### Written task
Without including any pictures, write out all the entries exactly.

### Provided entries
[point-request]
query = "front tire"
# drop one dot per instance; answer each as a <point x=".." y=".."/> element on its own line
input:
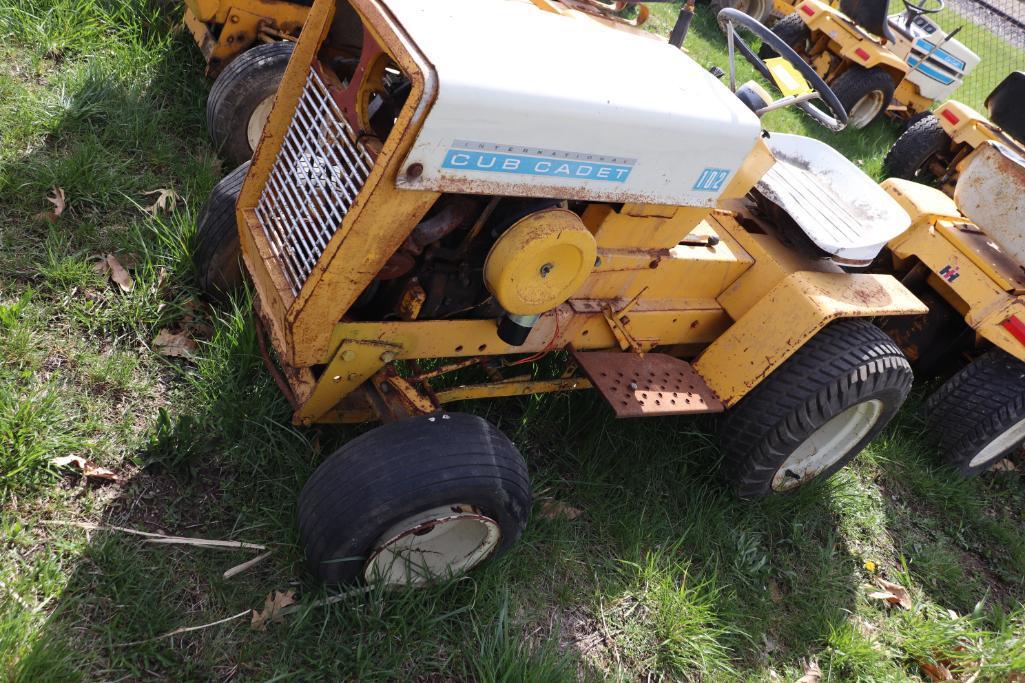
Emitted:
<point x="865" y="93"/>
<point x="217" y="253"/>
<point x="241" y="97"/>
<point x="414" y="500"/>
<point x="816" y="411"/>
<point x="979" y="413"/>
<point x="910" y="156"/>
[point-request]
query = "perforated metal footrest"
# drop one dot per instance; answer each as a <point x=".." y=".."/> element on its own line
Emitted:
<point x="639" y="385"/>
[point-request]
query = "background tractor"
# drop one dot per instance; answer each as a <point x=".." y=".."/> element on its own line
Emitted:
<point x="934" y="147"/>
<point x="422" y="229"/>
<point x="875" y="64"/>
<point x="964" y="257"/>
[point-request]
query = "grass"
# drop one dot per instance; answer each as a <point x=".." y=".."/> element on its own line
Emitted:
<point x="664" y="575"/>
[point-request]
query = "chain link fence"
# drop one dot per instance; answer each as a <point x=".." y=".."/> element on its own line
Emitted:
<point x="992" y="29"/>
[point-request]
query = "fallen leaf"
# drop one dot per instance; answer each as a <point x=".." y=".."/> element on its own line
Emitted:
<point x="812" y="673"/>
<point x="166" y="200"/>
<point x="119" y="274"/>
<point x="58" y="205"/>
<point x="89" y="471"/>
<point x="275" y="602"/>
<point x="774" y="593"/>
<point x="936" y="672"/>
<point x="552" y="509"/>
<point x="892" y="594"/>
<point x="173" y="344"/>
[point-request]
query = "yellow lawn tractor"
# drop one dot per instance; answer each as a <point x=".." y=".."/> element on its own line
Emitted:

### Output of the exercise
[point-request]
query = "front tire"
# drop one dot per instance; answer each as a <point x=".." y=".."/> element on its own line
input:
Emitted:
<point x="865" y="93"/>
<point x="217" y="253"/>
<point x="241" y="97"/>
<point x="414" y="500"/>
<point x="816" y="411"/>
<point x="979" y="413"/>
<point x="910" y="156"/>
[point-request]
query = "perforated metal footrest"
# drop one dot per instance; answer each as a <point x=".." y=".."/> element on its own line
Emitted:
<point x="639" y="385"/>
[point-request]
query = "background tractor"
# drop one dot per instance; answer each as a <point x=".." y=".."/> element on its own line
Emitted:
<point x="934" y="147"/>
<point x="422" y="229"/>
<point x="875" y="64"/>
<point x="964" y="257"/>
[point-request]
query = "grass"
# drop one dot per instance; answer each as a <point x=".." y=".."/> element on its own line
Emitted:
<point x="664" y="575"/>
[point-request]
query = "chain link fence"
# drop one dot per instance; answer each as a <point x=".." y=".."/> element on its own line
Emitted:
<point x="992" y="29"/>
[point-request]
query = "fallen leaf"
# drop one dot per instance; answer each as a <point x=".." y=".."/> element on its own line
Emitted:
<point x="812" y="673"/>
<point x="166" y="200"/>
<point x="119" y="274"/>
<point x="58" y="205"/>
<point x="89" y="471"/>
<point x="275" y="602"/>
<point x="774" y="593"/>
<point x="936" y="672"/>
<point x="552" y="509"/>
<point x="892" y="594"/>
<point x="173" y="344"/>
[point-request]
query = "yellow lawn tractor"
# drop one dot per instance; answer each as a <point x=".." y=".."/> element on its own line
Emitted:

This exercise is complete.